▶ **FRAGMENTO DEL ARTÍCULO**:
Viernes, 24 de junio de 2011 | Hoy
SOCIEDAD › OPINION
Por María Carman *
Semanas atrás asistimos al desalojo forzoso del asentamiento La Veredita de Villa Soldati: las precarias casas fueron destruidas con topadoras por el Ejecutivo porteño, y sus habitantes lanzados a la intemperie con un magro subsidio monetario en uno de los días más fríos del año.
La percepción hegemónica de los medios de comunicación apunta a mostrar a estos habitantes como recaudadores profesionales de subsidios públicos que se trasladan de una ocupación a otra, motivados por el oportunismo económico. Nuestro trabajo de campo con esta población nos dice otra cosa: a pesar de vivir sin agua, luz ni cloacas, vivir allí representó, para la mayoría de sus habitantes, una mejora respecto de su situación anterior; ya sea porque venían de vivir en la calle; de trabajar en cosechas de la uva o aceituna en sus provincias de origen que no les permitía comer todos los días; porque ya no podían pagar altos alquileres de piezas en villas, o porque la actividad del cartoneo en sus anteriores residencias del Gran Buenos Aires se desarrollaba en un marco de cada vez mayor conflictividad –agravado además por la suspensión de los servicios ferroviarios para cartoneros– y apenas les aseguraba la supervivencia cotidiana.
La política de expulsión de sectores populares reconvierte una compleja problemática social en un logro de recuperación de espacio público, y omite toda responsabilidad en el destino de los sujetos de carne y hueso desplazados. Investigaciones realizadas en el Area Metropolitana de la Ciudad de Buenos Aires han demostrado que los subsidios habitacionales entregados a los habitantes desalojados de diversos hábitats populares no hace sino sumirlos en una mayor desafiliación, de la que cada vez les será más difícil recuperarse.

▶ **ENTRADAS EXTRAÍDAS**:
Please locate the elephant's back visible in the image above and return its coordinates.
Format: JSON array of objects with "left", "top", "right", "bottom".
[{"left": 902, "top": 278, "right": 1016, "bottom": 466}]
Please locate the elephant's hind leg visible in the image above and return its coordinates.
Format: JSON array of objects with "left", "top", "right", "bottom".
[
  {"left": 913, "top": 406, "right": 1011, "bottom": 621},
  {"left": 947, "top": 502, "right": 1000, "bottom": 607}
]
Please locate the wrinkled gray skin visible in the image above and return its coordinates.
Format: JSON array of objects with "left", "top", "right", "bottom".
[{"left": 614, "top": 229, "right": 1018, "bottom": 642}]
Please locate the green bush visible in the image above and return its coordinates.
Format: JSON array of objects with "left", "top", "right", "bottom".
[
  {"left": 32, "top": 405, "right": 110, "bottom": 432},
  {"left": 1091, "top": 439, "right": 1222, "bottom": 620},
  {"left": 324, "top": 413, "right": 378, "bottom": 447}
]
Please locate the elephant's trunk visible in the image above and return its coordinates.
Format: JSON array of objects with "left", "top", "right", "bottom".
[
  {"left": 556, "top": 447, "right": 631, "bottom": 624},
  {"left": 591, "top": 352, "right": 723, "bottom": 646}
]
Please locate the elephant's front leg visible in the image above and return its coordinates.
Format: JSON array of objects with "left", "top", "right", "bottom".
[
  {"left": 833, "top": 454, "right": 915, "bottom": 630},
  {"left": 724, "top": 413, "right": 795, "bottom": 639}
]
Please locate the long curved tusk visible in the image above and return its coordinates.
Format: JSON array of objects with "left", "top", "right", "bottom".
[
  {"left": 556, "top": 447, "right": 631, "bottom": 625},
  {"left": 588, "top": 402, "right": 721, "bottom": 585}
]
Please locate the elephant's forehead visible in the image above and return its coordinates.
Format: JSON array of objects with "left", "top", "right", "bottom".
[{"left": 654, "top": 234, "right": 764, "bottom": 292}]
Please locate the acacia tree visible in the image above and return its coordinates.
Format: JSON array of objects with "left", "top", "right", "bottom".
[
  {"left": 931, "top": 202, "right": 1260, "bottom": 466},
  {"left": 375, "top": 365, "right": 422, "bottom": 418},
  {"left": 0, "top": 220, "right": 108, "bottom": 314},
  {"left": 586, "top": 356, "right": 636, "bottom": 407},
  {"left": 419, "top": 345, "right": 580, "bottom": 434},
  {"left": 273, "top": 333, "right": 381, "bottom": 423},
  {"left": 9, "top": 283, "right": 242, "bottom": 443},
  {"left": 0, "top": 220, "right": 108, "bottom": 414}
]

==

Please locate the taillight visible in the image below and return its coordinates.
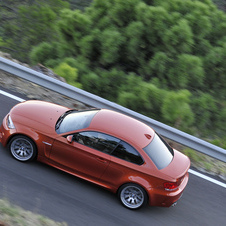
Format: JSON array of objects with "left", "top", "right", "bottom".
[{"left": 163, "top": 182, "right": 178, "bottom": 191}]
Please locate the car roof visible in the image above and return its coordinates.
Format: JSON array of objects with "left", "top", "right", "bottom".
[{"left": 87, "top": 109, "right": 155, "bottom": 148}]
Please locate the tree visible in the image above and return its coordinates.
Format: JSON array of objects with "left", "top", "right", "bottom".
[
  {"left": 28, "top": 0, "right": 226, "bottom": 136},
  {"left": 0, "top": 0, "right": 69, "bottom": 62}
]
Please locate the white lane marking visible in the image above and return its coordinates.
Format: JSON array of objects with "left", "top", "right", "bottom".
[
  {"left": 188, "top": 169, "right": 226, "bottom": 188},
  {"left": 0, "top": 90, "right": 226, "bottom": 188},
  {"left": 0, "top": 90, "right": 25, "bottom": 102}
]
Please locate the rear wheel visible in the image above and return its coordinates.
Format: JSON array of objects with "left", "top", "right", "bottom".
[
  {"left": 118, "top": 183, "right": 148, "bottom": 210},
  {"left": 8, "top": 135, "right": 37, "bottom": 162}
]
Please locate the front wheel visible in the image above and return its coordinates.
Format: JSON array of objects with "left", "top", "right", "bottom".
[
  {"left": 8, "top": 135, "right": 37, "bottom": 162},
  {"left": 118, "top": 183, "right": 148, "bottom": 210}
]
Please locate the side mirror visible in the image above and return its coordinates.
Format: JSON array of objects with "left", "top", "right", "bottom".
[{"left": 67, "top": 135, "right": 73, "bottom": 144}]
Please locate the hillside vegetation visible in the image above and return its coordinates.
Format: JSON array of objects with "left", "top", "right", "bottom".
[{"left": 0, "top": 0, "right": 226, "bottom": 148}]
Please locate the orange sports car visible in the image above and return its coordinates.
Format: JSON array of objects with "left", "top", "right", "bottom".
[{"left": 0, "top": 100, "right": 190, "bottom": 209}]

▶ **TAREAS A REALIZAR**:
- A) Según el artículo sobre el desalojo de La Veredita, ¿por qué vivir en el asentamiento fue una mejora para la mayoría de sus habitantes? Responde en una a tres oraciones.
- B) En el artículo sobre el desalojo de La Veredita, ¿con qué se destruyeron las casas del asentamiento?
- C) Prolonga el artículo sobre el desalojo de La Veredita a partir de su última oración.

▶ **RESULTADOS DEL EJERCICIO**:
- A) Para muchos fue una mejora porque venían de vivir en la calle o de trabajar en cosechas de uva o aceituna que no les permitían comer todos los días. Otros ya no podían pagar los altos alquileres de piezas en villas. También estaban quienes cartoneaban en el Gran Buenos Aires en un marco cada vez más conflictivo que apenas les aseguraba la supervivencia.

- B) Con topadoras.

- C)
Al instalarse en el barrio de Soldati estos habitantes –que viven del rastrilleo y la venta diaria de cartones– habían logrado, entre otras cosas, las siguientes mejoras en la afiliación de su grupo familiar:
n Margarita, madre sola con 4 hijos, había retomado sus estudios de enfermería cerca de la Facultad de Medicina de la UBA, a la par de su trabajo esporádico en aplicación de inyecciones.
n Susana, inscripta en una escuela para alfabetizarse, había comenzado a deletrear sus primeras palabras a la par de su nieta con discapacidad mental. También había matriculado en la escuela al resto de su familia, incluyendo a una hija de 30 años que estaba terminando el secundario.
Expulsarlos violentamente sin proveerles una contrapartida habitacional cerca de donde actualmente viven desarticula todas esas redes que trabajosamente fueron construyendo. Desalojos similares acaecidos en la ciudad también durante el invierno han demostrado una importante mortalidad de los desplazados en los meses siguientes, ya sea por el agravamiento de enfermedades previas o la interrupción de tratamientos de salud en los hospitales en los que se atendían.
Ante este tipo de conflictos resulta imprescindible que profesionales idóneos aborden las heterogéneas condiciones sociales de cada una de las familias afectadas para que el Estado pueda brindar una respuesta garantizando sus derechos humanos y sociales, altamente vulnerados con la política de expulsión express. Esto implica no sólo la creación de espacios institucionales que trabajen conjuntamente diversos aspectos relacionados con el hábitat –la vivienda, el desarrollo económico, la salud y la educación– sino también la articulación de políticas laborales, sociales y habitacionales entre el Estado nacional, los gobiernos provinciales y la Ciudad de Buenos Aires.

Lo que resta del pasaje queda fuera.